Page excerpt =>
▼

Which led me to believe that through killing it all, I might've de-cycled my tank.

So i put the filter from my cycled and running 15 gallon on it (it has 2 20 gallon filters so I just moved one over) and they seem to be healthier as the time goes on, though a 25% water change daily for 2 days couldn't hurt, and the water came from the bottom of the water column...

My other thought was because I had just added the 5 silver dollars and the baby oscar at the same time that it might have spiked the ammonia.

Either way the ammonia readings are down to a more manage-able level and they're much happier now

In the end, I won't be switching from gravel to sand right after i do a THOROUGH water change haha


----------



## TheFishGuy (Apr 21, 2005)

A lot of small cichlids at an inch only use their pectoral fins to swim. Oscars being one of those cichlids.... Completely normal.


----------



## PepoLD (Dec 9, 2009)

amazing Oscar  keep updating us!


----------



## Chubbs the Jellybean (Jun 16, 2009)

Thanks guys!

Ps - fish guy, are things getting better on your end financially? I know they were rough for a while


----------



## Chubbs the Jellybean (Jun 16, 2009)

So I was feeding this morning and HAD to snap a picture of this!










Oink Oink Oink...


----------



## Chubbs the Jellybean (Jun 16, 2009)

Ps - that was after he had already eaten 3 hikari "baby" size pellets, so I decided to feed the firemouth a couple mini pellets (the next size up)... Needless to say he grabbed one and wouldnt let go... And actually just swallowed the whole thing!


----------



## PepoLD (Dec 9, 2009)

Hahaha nice pic!


----------



## Chubbs the Jellybean (Jun 16, 2009)

And silly me just figured out why one of my silver dollars wasn't eating much.... Half of a leaf on my amazon sword is gone   Was going to give it a soht with them and hope they didn't eat it, but oh well haha


----------



## TheFishGuy (Apr 21, 2005)

Financially things are not going great at all.


----------



## Chubbs the Jellybean (Jun 16, 2009)

video update of the tank


----------



## PepoLD (Dec 9, 2009)

▲

Task description =>
Write the next part of the aquarium forum thread, picking up right after its final line. The listing has no connection to the aquarium forum thread.

Dataset extract =>
▼

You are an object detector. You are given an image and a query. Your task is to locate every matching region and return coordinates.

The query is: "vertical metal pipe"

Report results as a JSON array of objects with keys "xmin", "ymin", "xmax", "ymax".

▲

Final answer =>
doh firewall blocks all the videos  ill try to check it later tonight hehe


----------



## Chubbs the Jellybean (Jun 16, 2009)

Let me know what you think  the plant on the right is now floating and they seem to enjoy the cover


----------



## Chubbs the Jellybean (Jun 16, 2009)

So funny thing, everyone talks about how oscars are such drama queens and sulkers... Of all the fish to be the sulker in my tank, it's my firemouth haha, the oscar is already back out exploring and the firemouth is still holed up in his cave


----------



## Chubbs the Jellybean (Jun 16, 2009)

This Is after a water change mind you


----------



## Chubbs the Jellybean (Jun 16, 2009)

On another note, how often should this baby piggy be eating? Seeing that he's always hungry, and is a growing fishy


----------



## TheFishGuy (Apr 21, 2005)

Twice a day with 1/3 waterchanges a week at a minimum. You can feed more than that but you'd have to change more water...


----------



## Chubbs the Jellybean (Jun 16, 2009)

I was figuring on twice a week 1/3 water changes - how much would that allow for? And would that make him grow faster? Or is it better to just do the 1/3 a week with twice a day?


----------



## PepoLD (Dec 9, 2009)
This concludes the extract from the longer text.